━━ PASSAGE PROVIDED

Source: Focaldata online survey of 1,043 people in Wales, March-April 2021

Asked to describe Wales, the most popular term used by participants was 'welcoming', chosen by a third (33%) of all respondents.

This was followed by 'divided' (20%), 'uncertain' (20%), and 'safe' (20%).

Most respondents (54%) agreed with the idea that immigrants often do jobs Welsh people do not want to do, and 42% said immigration was a good thing for Wales because of the nation's ageing population.

But there was also a widespread view that immigrants have made it harder for Welsh people to get jobs (42%), and that immigrants do not want to integrate (40%).

Asked whether people agreed or not with the idea that you 'cannot be proud of your national identity these days without being called racist', 49% agreed with the sentiment, whilst a quarter disagreed.

Worries about immigration. How worried, if at all, are you about the arrival of new immigrants in your community?.  Online survey of 1,043 people in Wales, March-April 2021.

More respondents agreed (40%) with the statement that 'feminism has gone too far and makes it harder for men to succeed' than disagreed (33%).

Over a third of people (34%) also said that Islam poses a threat to the British way of life.

'A very strong sense of Welshness'

Rosie Carter, senior policy advisor for Hope Not Hate and a co-author of the 'Fear and Hope: Wales' report, said: "The lines that divide the population are not set and we know that certain things can increase division, other things can build greater resilience.

"Looking at the economic impact that's coming down the line, this could quite likely widen these divisions as it deepens inequality and increases mistrust.

"We found a very, very strong sense of Welshness across the spectrum.

"So, from people who have very liberal views across to people who have more hostile views on things like immigration, all of these people had a very strong sense of being Welsh, but what they meant by that Welshness was very, very different.

"So, it's not so much that there were divisions on identity in that sense but by what people meant by it and that cut across the political spectrum too," she added.

Image caption,
A since-closed site housing 250 asylum seekers in Penally faced both pro and counter-protests from local residents earlier this year

The report and survey suggest there is widespread concern about poverty and jobs.

Asked how worried they were about a range of issues, the respondents were very or somewhat worried about:

  • lack of opportunities for young people - 69%
  • decline of the high street - 68%
  • poverty - 65%
  • impact of global warming - 62%
  • level of racism - 54%

Exactly half the respondents said they were very or somewhat worried they or someone in their family may lose their job as a result of the pandemic.

━━━━
━━ ENTRIES PROVIDED

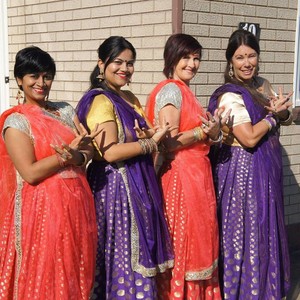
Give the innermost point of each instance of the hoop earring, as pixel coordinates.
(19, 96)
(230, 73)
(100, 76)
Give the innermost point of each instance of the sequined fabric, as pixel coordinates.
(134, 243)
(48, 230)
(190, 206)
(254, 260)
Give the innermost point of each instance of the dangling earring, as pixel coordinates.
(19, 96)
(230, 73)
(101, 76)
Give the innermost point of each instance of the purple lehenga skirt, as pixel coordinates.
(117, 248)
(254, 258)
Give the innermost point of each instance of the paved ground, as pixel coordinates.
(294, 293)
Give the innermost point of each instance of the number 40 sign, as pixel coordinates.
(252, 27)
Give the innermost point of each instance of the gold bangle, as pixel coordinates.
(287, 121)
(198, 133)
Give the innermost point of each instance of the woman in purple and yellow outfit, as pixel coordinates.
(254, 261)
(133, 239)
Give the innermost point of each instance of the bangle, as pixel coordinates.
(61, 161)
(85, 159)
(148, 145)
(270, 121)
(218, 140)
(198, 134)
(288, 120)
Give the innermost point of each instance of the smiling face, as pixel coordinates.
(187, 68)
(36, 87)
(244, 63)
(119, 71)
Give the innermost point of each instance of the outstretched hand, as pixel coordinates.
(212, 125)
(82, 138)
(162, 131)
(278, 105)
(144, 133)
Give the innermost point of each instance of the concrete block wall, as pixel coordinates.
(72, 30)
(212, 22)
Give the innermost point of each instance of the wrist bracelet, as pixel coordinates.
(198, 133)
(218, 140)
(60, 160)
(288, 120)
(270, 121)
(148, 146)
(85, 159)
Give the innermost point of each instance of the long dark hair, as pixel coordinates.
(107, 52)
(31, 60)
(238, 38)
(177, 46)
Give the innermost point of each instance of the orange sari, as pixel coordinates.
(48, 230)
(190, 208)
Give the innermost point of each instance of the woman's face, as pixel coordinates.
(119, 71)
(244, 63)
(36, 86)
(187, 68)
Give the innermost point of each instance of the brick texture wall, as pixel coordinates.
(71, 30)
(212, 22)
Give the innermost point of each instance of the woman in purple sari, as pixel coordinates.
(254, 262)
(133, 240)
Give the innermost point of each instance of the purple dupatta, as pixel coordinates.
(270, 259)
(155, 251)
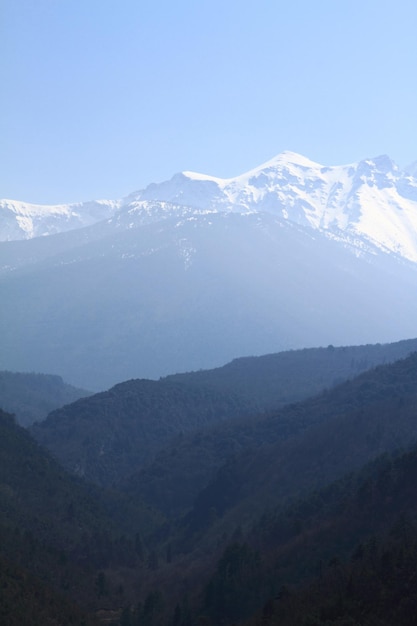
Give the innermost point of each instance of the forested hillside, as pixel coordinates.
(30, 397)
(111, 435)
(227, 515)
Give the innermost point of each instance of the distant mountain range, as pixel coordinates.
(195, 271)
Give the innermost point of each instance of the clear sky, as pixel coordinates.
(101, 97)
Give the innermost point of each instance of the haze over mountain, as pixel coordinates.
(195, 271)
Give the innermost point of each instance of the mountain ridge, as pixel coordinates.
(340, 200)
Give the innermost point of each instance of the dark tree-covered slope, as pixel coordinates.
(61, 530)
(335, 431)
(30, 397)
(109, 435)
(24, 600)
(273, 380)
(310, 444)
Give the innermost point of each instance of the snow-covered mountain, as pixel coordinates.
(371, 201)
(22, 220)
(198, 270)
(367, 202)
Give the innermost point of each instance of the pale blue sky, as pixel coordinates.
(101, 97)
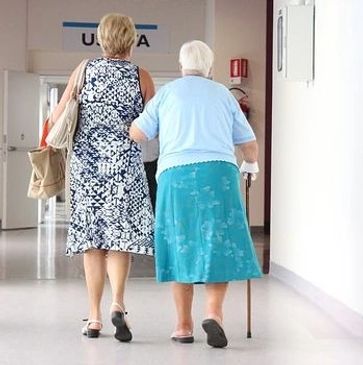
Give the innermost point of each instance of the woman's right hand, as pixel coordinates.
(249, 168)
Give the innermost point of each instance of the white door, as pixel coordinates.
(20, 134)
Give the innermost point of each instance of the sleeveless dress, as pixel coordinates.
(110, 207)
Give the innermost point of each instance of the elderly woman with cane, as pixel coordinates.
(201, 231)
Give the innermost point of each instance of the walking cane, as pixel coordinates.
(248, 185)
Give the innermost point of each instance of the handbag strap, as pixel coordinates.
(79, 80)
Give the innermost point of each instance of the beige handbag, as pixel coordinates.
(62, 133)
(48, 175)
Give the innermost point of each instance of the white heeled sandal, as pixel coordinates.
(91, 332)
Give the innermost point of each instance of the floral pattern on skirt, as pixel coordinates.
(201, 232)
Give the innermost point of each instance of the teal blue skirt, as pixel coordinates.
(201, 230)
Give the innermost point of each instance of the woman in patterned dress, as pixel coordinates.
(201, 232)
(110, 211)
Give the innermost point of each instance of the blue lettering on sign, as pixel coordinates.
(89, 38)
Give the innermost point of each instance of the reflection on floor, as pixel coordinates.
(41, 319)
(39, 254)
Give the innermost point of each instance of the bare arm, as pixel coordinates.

━━━━

**TASKS FOR THIS EXERCISE**
(a) Say whether each statement agrees with the Wales survey article above. Answer yes or no for each and quote the words of the article that settle it.
(i) 'Welcoming' was the term most often picked to describe Wales.
(ii) More respondents disagreed than agreed that feminism has gone too far.
(iii) Poverty worried a larger share of respondents than the decline of the high street did.
(b) Write the next part of the Wales survey article, picking up after its final sentence.

**WRITTEN ANSWERS**
(a)
(i) Yes: "the most popular term used by participants was 'welcoming', chosen by a third (33%) of all respondents."
(ii) No: "More respondents agreed (40%) with the statement that 'feminism has gone too far and makes it harder for men to succeed' than disagreed (33%)."
(iii) No: "decline of the high street - 68%" and "poverty - 65%"

(b)
Many said they had struggled financially, as one in five said they had applied for universal credit (19%), been furloughed (19%), had their hours reduced (21%), or lost out financially because they had to self-isolate (22%).

Pandemic disproportionately effecting young people and women

The Hope Not Hate report said the survey suggested the pandemic has had a "disproportionate economic impact" on young people in Wales, with under-35s "considerably more likely to have lost hours at work, gotten into debt, dipped into their savings, been furloughed or lost out financially because they've had to self-isolate".

The report also suggested women were "more likely to report having felt negative impacts", including:

  • 41% of women said they had dipped into their savings, compared to 29% of male respondents
  • Almost a third (27%) of women had fallen into debt, compared to 21% of male respondents
  • Almost half (47%) had felt a deep sense of loneliness, compared with 28% of male respondents

Shavanah Taj, General Secretary of the Wales Trades Union Congress, said: "The uncomfortable reality is that our economic model in Wales was broken prior to the current crisis.

"Over the last decade we have seen a sharp increase in insecure work as well as major growth of in-work poverty.

"Households with at least one adult in paid work now make up over half of all those in poverty - undermining the idea of work as a guaranteed route to some form of economic security.

"It is therefore unsurprising to see poverty identified here as a major concern by two thirds of the population," she added.